Stated exercise: Could you copy the data below word for word, leaving out the pictures?

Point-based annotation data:
---

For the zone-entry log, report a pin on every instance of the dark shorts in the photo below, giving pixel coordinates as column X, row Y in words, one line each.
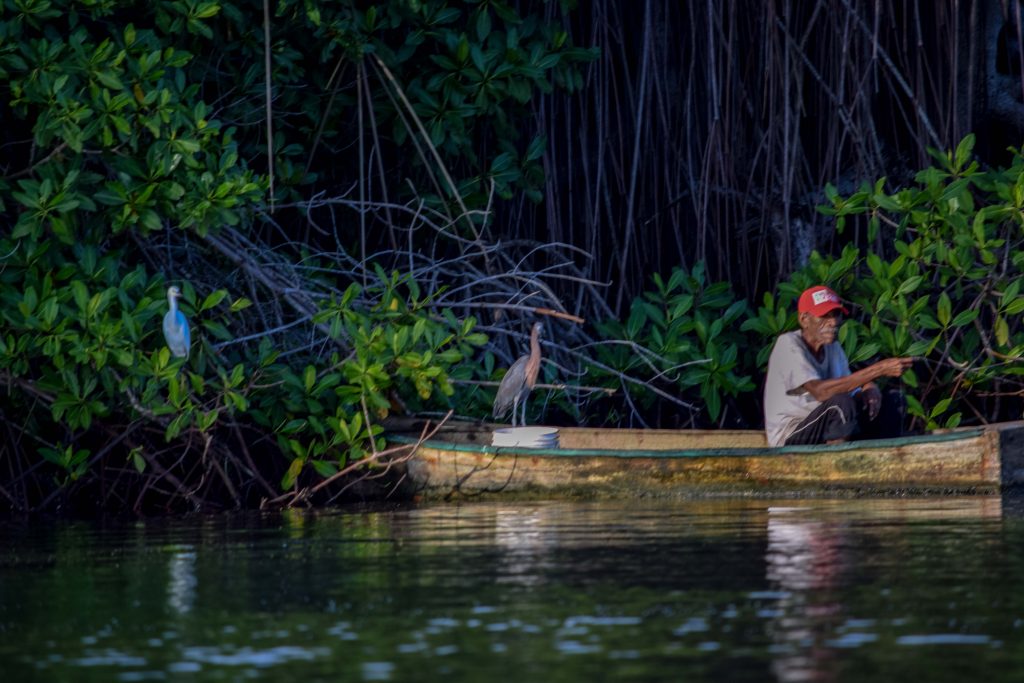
column 844, row 417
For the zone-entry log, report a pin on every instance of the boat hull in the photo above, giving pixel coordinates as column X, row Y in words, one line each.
column 639, row 463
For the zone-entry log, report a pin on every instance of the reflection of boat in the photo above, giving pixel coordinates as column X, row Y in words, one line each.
column 459, row 458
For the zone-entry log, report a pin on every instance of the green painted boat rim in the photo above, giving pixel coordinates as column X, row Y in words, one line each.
column 766, row 452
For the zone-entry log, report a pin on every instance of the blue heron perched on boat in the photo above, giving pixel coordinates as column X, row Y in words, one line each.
column 175, row 326
column 520, row 378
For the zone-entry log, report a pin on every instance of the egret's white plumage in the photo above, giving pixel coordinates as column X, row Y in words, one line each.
column 175, row 326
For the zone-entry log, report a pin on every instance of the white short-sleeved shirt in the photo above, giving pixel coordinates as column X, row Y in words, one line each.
column 790, row 367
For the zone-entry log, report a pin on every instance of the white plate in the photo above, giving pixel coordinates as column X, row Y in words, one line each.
column 526, row 437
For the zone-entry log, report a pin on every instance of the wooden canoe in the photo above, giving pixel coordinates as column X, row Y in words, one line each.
column 459, row 460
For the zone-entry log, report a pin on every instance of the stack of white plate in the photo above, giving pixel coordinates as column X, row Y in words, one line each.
column 526, row 437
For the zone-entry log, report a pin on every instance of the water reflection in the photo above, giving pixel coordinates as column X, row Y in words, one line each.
column 181, row 581
column 737, row 590
column 803, row 560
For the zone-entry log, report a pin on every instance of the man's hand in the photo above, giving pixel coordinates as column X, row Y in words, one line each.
column 872, row 400
column 893, row 367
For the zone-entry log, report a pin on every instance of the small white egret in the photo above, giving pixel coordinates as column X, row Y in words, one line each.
column 175, row 326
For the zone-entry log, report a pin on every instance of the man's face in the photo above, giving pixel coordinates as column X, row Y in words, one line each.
column 819, row 331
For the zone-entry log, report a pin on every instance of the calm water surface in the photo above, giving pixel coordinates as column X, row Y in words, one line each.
column 748, row 590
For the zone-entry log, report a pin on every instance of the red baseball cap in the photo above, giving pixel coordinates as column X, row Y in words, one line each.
column 819, row 300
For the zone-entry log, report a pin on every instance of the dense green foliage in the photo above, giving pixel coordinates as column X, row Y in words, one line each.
column 135, row 137
column 136, row 157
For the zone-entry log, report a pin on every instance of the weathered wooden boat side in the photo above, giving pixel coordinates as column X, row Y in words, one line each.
column 606, row 462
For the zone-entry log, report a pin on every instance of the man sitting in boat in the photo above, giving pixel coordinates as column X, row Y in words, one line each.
column 810, row 394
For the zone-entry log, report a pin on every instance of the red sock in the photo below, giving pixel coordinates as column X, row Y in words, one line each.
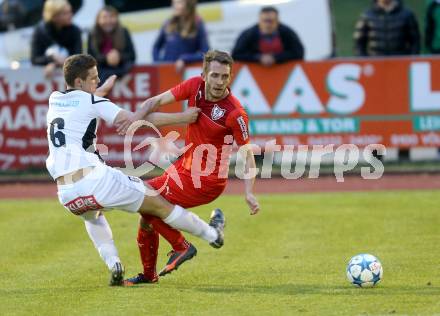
column 148, row 243
column 173, row 236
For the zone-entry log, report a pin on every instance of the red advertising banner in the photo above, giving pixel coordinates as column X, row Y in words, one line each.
column 394, row 102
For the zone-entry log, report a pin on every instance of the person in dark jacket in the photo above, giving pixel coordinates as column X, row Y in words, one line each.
column 55, row 38
column 111, row 45
column 268, row 42
column 387, row 28
column 432, row 30
column 182, row 38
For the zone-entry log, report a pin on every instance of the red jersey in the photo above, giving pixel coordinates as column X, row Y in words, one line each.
column 216, row 120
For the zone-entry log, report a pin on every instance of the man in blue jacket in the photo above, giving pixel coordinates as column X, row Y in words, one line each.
column 268, row 42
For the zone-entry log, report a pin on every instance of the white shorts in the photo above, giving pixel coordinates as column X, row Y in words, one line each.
column 103, row 188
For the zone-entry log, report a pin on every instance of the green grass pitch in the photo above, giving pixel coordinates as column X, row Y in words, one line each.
column 288, row 260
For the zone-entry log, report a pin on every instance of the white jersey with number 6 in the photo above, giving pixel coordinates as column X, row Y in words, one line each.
column 72, row 120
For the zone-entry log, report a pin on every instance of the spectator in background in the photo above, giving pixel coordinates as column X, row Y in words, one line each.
column 432, row 30
column 55, row 38
column 182, row 38
column 111, row 45
column 269, row 42
column 387, row 28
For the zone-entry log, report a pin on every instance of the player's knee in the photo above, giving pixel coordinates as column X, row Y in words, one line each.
column 145, row 225
column 156, row 206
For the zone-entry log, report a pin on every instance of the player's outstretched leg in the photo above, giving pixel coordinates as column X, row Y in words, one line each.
column 218, row 221
column 181, row 219
column 177, row 258
column 117, row 274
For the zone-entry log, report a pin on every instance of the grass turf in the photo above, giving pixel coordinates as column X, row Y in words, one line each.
column 288, row 260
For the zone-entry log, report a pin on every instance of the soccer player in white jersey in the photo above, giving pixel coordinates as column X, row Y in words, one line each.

---

Complete output:
For the zone-entry log, report a pin on every instance of the dark shorts in the photo below, giving pixel coordinates as column X, row Y in words, one line each.
column 844, row 417
For the zone-entry log, report a pin on every instance of the boat hull in the photo above, giving pixel coordinates as column X, row Y in words, one line each.
column 639, row 463
For the zone-entry log, report a pin on every instance of the reflection of boat in the photo above, giving pixel coordinates as column X, row Y in words, one line each.
column 459, row 458
For the zone-entry log, report a pin on every instance of the green painted boat rim in the photo above, giving pixel coordinates as column X, row Y in words, one line each.
column 766, row 452
For the zone-entry log, report a pin on every instance of the blue heron perched on boat in the photo above, giving pixel coordinates as column X, row Y in words, one line each.
column 175, row 326
column 520, row 378
For the zone-entry log, report a pin on every instance of the egret's white plumage in the photo above, giving pixel coordinates as column X, row Y in words, one line each.
column 175, row 326
For the zone-entry log, report a pin on every instance of the white short-sleeved shirt in the photo above, giving pixel coordinates as column X, row Y in words, one line each.
column 790, row 367
For the zone-entry log, report a pin on every instance of the white plate in the photo above, giving pixel coordinates as column X, row Y in words, one line each.
column 526, row 437
For the zone-entry log, report a pin on every instance of the wooden canoe in the photo above, giving pixel coordinates as column X, row Y in words, one line each.
column 459, row 460
For the zone-entry log, report a pin on every instance of the stack of white plate in the photo above, giving pixel coordinates as column X, row Y in words, one line each.
column 526, row 437
For the zone-entry log, report a pin on every instance of the water reflection in the photo above, giving pixel coordinates as column X, row Y in words, one line each.
column 181, row 581
column 737, row 590
column 803, row 560
For the zone-entry log, report a pin on every instance of the man's hand in the photo above, giving pixel coordinates as column X, row Y in words, one line each.
column 872, row 400
column 893, row 367
For the zone-entry log, report a pin on every instance of the small white egret in the photo above, giving pixel coordinates as column X, row Y in words, one line each.
column 175, row 326
For the zone-entry log, report a pin on every instance of the man's face in the photo above, giving pixel coordinates as column X, row Y in words, one line each.
column 819, row 331
For the zone-entry log, report a pin on every instance of the calm water surface in the photo above, giving pixel coordinates as column X, row Y in words, one line each.
column 748, row 590
For the zone-entry log, report a pin on every instance of the red baseball cap in the photo above, giving pixel coordinates as column X, row Y in words, one line each.
column 819, row 300
For the zone-entry log, report a pin on every instance of the dense green foliage in the photo above, giving pixel coordinates as column X, row Y in words, one line each.
column 135, row 137
column 136, row 157
For the zone-entry log, report a pin on every instance of the weathered wooden boat side in the photo above, giving pixel coordinates as column X, row Y in words, one line each.
column 606, row 462
For the zone-entry log, report a pin on every instance of the man sitting in boat in the photo above, giving pixel coordinates as column X, row Y in words, one line each.
column 810, row 394
For the zone-entry log, report a pin on every instance of the red sock in the photo below, giving pixel coordinates as column X, row Y in words, one line each.
column 148, row 243
column 173, row 236
For the zone-entry log, report a pin on every instance of the red advertising banner in the photo above, giving pixel coordinates as column X, row Y in words, one line each.
column 394, row 102
For the zone-entry log, report a pin on every instance of the person in dark jacket in the photo above, giving pixel coordinates as column X, row Y in words, one line each.
column 55, row 38
column 111, row 45
column 268, row 42
column 387, row 28
column 432, row 30
column 182, row 38
For the zone-entry log, report a pin on every instance of the red jersey in the photo above, giving pixel coordinates as column X, row Y in words, one line each.
column 216, row 120
For the zone-entry log, report a pin on every instance of the man in blue jacket in the photo above, giving pixel coordinates as column X, row Y in words, one line each.
column 268, row 42
For the zone-entry log, report a pin on every instance of the white shorts in the photo above, giving pixel coordinates as column X, row Y in words, one line each.
column 103, row 188
For the zone-entry log, report a pin on every instance of the green grass pitch in the photo above, giving pixel coordinates as column X, row Y in words, one line each.
column 288, row 260
For the zone-entry log, report a pin on every instance of the white jersey with number 6 in the photo above, giving pixel coordinates as column X, row Y in words, one line each.
column 72, row 120
For the zone-entry log, report a pin on every instance of the spectator in background in the photo above, giving pixel coordinates as column X, row Y in words, one line each.
column 432, row 30
column 55, row 38
column 182, row 38
column 111, row 45
column 269, row 42
column 387, row 28
For the zone-entry log, report a pin on every instance of the player's knee in the photo above, giving pixel coordinates as column X, row Y in words, one line each.
column 145, row 225
column 156, row 206
For the zone-entry log, report a pin on every instance of the player's outstretched leg in the photo above, giving pixel coordinates as column X, row Y in words, one line each.
column 218, row 221
column 181, row 219
column 177, row 258
column 117, row 274
For the zone-entry log, report a pin on every instance of the grass turf in the photo above, giving pixel coordinates as column X, row Y in words, one line each.
column 288, row 260
For the zone-entry log, report a pin on every instance of the soccer player in white jersey in the photo above, giving pixel coordinates as column X, row Y in words, one line each.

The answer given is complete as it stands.